-- START OF Recorded data --

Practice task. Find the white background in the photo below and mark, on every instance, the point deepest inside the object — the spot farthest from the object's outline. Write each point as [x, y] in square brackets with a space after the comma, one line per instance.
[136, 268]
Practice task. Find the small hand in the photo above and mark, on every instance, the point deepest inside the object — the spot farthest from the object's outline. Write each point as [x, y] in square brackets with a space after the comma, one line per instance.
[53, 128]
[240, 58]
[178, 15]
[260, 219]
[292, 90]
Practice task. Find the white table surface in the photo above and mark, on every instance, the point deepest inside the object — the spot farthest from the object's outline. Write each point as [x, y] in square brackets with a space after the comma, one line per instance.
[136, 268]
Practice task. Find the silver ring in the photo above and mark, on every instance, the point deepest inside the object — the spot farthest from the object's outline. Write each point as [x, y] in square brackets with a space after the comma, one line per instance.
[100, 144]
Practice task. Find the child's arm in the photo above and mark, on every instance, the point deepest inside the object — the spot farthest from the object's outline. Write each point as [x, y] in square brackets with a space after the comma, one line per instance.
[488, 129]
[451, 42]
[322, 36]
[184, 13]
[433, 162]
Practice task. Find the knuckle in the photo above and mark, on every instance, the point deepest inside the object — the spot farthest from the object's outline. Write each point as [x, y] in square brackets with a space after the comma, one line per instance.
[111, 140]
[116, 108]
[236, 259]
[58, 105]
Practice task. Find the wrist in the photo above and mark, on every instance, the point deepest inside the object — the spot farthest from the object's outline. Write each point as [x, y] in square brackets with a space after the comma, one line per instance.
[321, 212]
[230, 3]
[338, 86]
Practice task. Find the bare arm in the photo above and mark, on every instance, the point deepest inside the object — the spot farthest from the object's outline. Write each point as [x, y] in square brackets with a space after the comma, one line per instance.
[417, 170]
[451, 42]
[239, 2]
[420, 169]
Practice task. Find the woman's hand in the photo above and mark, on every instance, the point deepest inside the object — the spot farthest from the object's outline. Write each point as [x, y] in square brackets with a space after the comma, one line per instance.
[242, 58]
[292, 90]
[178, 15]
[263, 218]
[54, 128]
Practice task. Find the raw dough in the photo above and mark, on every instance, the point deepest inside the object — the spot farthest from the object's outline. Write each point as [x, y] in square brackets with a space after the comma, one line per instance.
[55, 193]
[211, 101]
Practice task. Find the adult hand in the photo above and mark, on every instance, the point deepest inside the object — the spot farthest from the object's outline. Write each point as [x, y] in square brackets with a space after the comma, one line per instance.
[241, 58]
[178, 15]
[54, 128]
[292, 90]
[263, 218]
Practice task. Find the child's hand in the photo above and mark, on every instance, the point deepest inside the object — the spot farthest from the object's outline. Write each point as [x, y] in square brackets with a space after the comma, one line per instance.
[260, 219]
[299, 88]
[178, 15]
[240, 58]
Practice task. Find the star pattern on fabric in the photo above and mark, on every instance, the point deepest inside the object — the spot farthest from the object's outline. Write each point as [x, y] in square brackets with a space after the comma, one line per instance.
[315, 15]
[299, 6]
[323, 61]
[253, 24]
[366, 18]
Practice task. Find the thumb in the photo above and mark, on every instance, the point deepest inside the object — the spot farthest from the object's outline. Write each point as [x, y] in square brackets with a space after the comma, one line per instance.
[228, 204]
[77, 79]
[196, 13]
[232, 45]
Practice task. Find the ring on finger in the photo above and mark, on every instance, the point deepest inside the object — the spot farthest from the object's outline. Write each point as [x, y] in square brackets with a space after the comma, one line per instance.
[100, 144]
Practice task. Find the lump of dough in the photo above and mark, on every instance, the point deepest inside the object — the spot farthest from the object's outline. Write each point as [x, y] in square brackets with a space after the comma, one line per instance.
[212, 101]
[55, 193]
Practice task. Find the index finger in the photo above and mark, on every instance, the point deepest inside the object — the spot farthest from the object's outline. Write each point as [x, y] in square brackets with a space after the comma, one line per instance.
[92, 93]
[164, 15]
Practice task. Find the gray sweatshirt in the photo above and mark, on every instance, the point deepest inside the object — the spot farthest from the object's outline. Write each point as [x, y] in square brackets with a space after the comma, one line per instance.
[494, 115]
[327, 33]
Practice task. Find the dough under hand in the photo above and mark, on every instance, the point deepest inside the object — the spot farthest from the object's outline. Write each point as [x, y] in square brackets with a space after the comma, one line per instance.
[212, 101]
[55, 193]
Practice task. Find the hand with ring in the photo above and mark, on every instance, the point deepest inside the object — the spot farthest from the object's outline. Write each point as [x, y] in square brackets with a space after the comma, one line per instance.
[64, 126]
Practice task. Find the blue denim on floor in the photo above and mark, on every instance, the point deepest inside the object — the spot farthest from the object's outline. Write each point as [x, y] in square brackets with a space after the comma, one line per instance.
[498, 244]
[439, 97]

-- END OF Recorded data --

- [Your objective]: Repeat the preceding lines exactly, please, every one of them.

- [Exercise response]:
Practice task. Find the white background in the photo below and mark, on every instance, the point deepest inside the object — the spot farthest from the object's outline. Write each point as [x, y] in square brackets with a space after the comma, one line per instance.
[136, 268]
Practice task. Find the small hand in the photo above and mark, on every instance, the point deepest inside the object — the spot farthest from the object's outline. Write each point as [x, y] in square brackets with a space after the comma, one line per instance.
[53, 128]
[240, 58]
[178, 15]
[260, 219]
[292, 90]
Practice task. Find the white table surface in the photo above and mark, on every instance, the point deepest inside the object — the spot farthest from the object's outline. Write each point as [x, y] in square brackets with a space after the comma, one line per instance.
[136, 268]
Practice task. Find the silver ring in the photo above and mark, on every instance, the point deepest inside the object — the spot farthest from the object's outline. Write each point as [x, y] in square brackets with a space after the comma, one line per instance.
[100, 144]
Practice task. Find the child's arm in the photo above and mark, on every instance, the point deepest inside the object — the spot farthest from the object's outline. Write each point as [x, y] in square brackets with a space after the comma, one line per instance.
[488, 129]
[451, 42]
[322, 36]
[184, 13]
[433, 162]
Practice task. Find the knuckle in the photo above and mark, on every instance, the point deepest inside the object — the spot farthest from the object's outline. Write each point as [x, y] in square brackets with a space after the comma, one line per instance.
[111, 140]
[116, 108]
[236, 259]
[58, 105]
Practice task. Find the wrist in the photo above and mark, on every instance, the point deepest inside the object — the spot farthest from the object's outline. Write each point as [x, y] in square brackets with a space after the comma, one line per instance.
[321, 212]
[230, 3]
[338, 86]
Practice task. Find the bare arm in the photo above and mark, on every instance, the point deepest inside the object — the spot farthest from the object's outline. Write each point as [x, y] in square brackets with a space after the comma, one line per instance.
[417, 170]
[451, 42]
[239, 2]
[420, 169]
Practice task. Find the woman's hand in the photo above and mark, on every instance, the point deepest inside the object — the spot farthest from the object's outline. Write each point as [x, y] in square brackets with a space after the comma, one line per instance.
[242, 58]
[292, 90]
[178, 15]
[263, 218]
[54, 128]
Practice task. Find the raw dough in the photo above and mark, on every instance, the point deepest inside the object — the spot farthest from the object's outline. Write each point as [x, y] in square brackets with a space after the comma, one line per instance.
[55, 193]
[211, 101]
Practice task. Find the adult hand in the photo above and mark, on every instance, the point deepest inside the object — the spot farthest from the object's outline. Write each point as [x, y] in square brackets with a space after the comma, one line per instance.
[241, 58]
[178, 15]
[54, 128]
[292, 90]
[263, 218]
Practice task. Find the child's hand in the photo above and mark, on every instance, the point deepest inside the object — the spot farthest from the object's outline. Write each point as [x, y] in square brackets with a space after the comma, one line per instance.
[260, 219]
[299, 88]
[178, 15]
[240, 58]
Practice task. Find the star pattern on fabric in the photo above and mark, on every instance, the point deepest inside the object — the spot farthest from the object's outline. Write each point as [x, y] in square brackets with a space after the comma, one line per instance.
[315, 15]
[299, 6]
[323, 61]
[253, 24]
[366, 18]
Practice task. Find the thumb in the photo above and mark, on every instance, the point deepest inside the object — the spot farthest from the object's outline. Write each point as [x, y] in square brackets with a space after the comma, one line per instance.
[228, 204]
[77, 79]
[196, 13]
[232, 45]
Practice task. Find the ring on finger in the photo above and mark, on every instance, the point deepest inside the object — the spot farthest from the object's outline. Write each point as [x, y] in square brackets with a space after the comma, one line per instance.
[100, 144]
Practice task. Find the lump of dough in the photo above and mark, on every instance, the point deepest inside the object — the spot farthest from the object's outline. Write each point as [x, y] in square brackets with a space after the comma, one line per instance.
[212, 101]
[55, 193]
Practice task. Find the index finger in the photo above and mark, on every instance, the point deepest inside the object — the spot farthest from the object's outline. Write each point as [x, y] in square brackets with a space after the comma, one line per instance.
[92, 93]
[164, 15]
Practice task. Find the gray sweatshirt in the photo above and mark, on every instance, the point deepest inside the object — the spot farthest from the object's outline. Write each point as [x, y] in square brackets with a space after the comma, one line per instance.
[494, 115]
[327, 33]
Practice task. Find the dough under hand in the photo above and mark, on every instance, the point deepest inside the object — the spot farthest from the object's outline. Write each point as [x, y] in square brackets with a space after the comma, one line per instance.
[212, 101]
[55, 193]
Practice task. Find the hand with ring in the photo above and mark, on every instance, the point deepest inside the object — the spot farthest from the object's outline. Write each point as [x, y] in square brackets with a space after the comma, one line per instance.
[64, 126]
Practice task. Find the blue denim on floor in the photo above and mark, on every instance, the point deepest inside the object — the spot farthest from the object's outline. Write each point as [x, y] in square brackets with a space after the comma, one line per instance.
[498, 244]
[439, 97]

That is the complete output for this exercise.